> **SOURCE**
* * *

Oil Price Forecast - EIA

Post by dan_s »

The the EIA is projecting that global oil production will reverse recent declines and grow once again in 2016. But that’s because the agency is forecasting higher oil prices. EIA forecasts that Brent crude will average $56/bbl in 2016, and that WTI prices will average $51/bbl — about 70% higher than current prices. Note that if the EIA is wrong and production doesn’t begin to rise (which I think will be the case for at least the next six months), then global inventories should start to come down in Q2, eliminating one of the major downside risk factors for oil prices.

This is why Goldman Sachs, Raymond James, etc. are expecting the oil price to increase within six months.

Read: http://www.investingdaily.com/24469/on- ... ,mid.69070#
Dan Steffens
Energy Prospectus Group
bearcatbob

Re: Oil Price Forecast - EIA

Post by bearcatbob »

"The the EIA is projecting that global oil production will reverse recent declines and grow once again in 2016. But that’s because the agency is forecasting higher oil prices"

How much of production capacity in 2016 is price dependent. It would seem to me that for production to hit the market this year in significant volumes either the projects are long term and just now coming on line or will be the result budgets already approved. What is the lag time between drill bits turning and say a $5 price increase?
dan_s
Posts: 37318
Joined: Fri Apr 23, 2010 8:22 am

Re: Oil Price Forecast - EIA

Post by dan_s »

U.S. onshore production is on steady decline (over 100,000 barrels per day month after month), but there are a few Gulf of Mexico production platforms that will come on-line in 2016 that will increase production in the Gulf. Total U.S. production will decline 800,000 to 1,200,000 barrels per day depending on when and by how much oil prices increase.

If oil bounces back to approximately $60/bbl by mid-year most analysts believe we will see a lot of DUC wells completed. IMO that will only happen if the operators can lock in decent oil prices with hedges. The lead time to complete DUC wells is short (30-60 days) because the operators will just have to find frac crews and equipment. Logistics to get all the water and sand does take some time.

Once companies set their drilling programs for the year, they do not change them unless there is a significant change in commodity prices. Their boards will have to approve a budget increase, then the companies need to line up the rigs, crews and drilling fluids. That takes months.

Once offshore programs are set for the year they rarely change. If oil bounced back to $70/bbl tomorrow, I doubt we'd see much change in the number of wells drilled.

Outside of North America lead times are much longer.

* * *

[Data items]

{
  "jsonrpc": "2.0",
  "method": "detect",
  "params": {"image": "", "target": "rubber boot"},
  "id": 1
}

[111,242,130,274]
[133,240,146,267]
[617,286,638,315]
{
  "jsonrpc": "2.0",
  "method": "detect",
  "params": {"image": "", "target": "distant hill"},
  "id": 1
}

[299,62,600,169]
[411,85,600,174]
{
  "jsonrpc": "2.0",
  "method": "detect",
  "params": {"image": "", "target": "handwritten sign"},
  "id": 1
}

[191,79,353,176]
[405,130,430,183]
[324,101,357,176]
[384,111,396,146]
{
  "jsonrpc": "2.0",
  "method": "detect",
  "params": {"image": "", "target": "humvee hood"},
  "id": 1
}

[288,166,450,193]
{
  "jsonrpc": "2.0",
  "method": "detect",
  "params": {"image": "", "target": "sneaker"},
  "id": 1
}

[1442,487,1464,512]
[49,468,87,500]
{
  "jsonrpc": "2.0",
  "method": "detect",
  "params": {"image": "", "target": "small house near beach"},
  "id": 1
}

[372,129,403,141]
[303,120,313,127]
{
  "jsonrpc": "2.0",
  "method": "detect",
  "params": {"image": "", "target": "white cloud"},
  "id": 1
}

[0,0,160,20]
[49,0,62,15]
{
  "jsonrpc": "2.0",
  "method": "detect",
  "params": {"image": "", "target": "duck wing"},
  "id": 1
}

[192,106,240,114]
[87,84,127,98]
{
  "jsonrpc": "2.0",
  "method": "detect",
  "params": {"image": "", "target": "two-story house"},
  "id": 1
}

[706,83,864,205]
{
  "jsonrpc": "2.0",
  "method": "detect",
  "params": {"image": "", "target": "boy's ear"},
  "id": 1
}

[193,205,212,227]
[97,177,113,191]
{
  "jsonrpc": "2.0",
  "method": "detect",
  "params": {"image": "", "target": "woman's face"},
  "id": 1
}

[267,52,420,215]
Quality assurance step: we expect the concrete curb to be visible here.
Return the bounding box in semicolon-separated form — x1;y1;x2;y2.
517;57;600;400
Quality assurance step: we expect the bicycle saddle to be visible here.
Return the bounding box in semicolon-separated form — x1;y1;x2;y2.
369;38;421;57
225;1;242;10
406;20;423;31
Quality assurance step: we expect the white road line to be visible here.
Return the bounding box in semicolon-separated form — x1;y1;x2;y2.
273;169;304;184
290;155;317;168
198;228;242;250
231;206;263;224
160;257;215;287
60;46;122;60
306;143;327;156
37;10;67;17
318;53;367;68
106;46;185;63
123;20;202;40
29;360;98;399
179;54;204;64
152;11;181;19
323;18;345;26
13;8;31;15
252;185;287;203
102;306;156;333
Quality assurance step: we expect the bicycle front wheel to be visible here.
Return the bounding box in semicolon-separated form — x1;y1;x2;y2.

* * *

> **WHAT TO DO**
1 > Reproduce everything in the oil price forecast thread from "If oil bounces" down to "of wells drilled.".
2 > List every oil price given in dollars per barrel in the oil price forecast thread.

> **CORRECT ANSWERS**
1 >
If oil bounces back to approximately $60/bbl by mid-year most analysts believe we will see a lot of DUC wells completed. IMO that will only happen if the operators can lock in decent oil prices with hedges. The lead time to complete DUC wells is short (30-60 days) because the operators will just have to find frac crews and equipment. Logistics to get all the water and sand does take some time.

Once companies set their drilling programs for the year, they do not change them unless there is a significant change in commodity prices. Their boards will have to approve a budget increase, then the companies need to line up the rigs, crews and drilling fluids. That takes months.

Once offshore programs are set for the year they rarely change. If oil bounced back to $70/bbl tomorrow, I doubt we'd see much change in the number of wells drilled.

2 >
- $56/bbl
- $51/bbl
- $60/bbl
- $70/bbl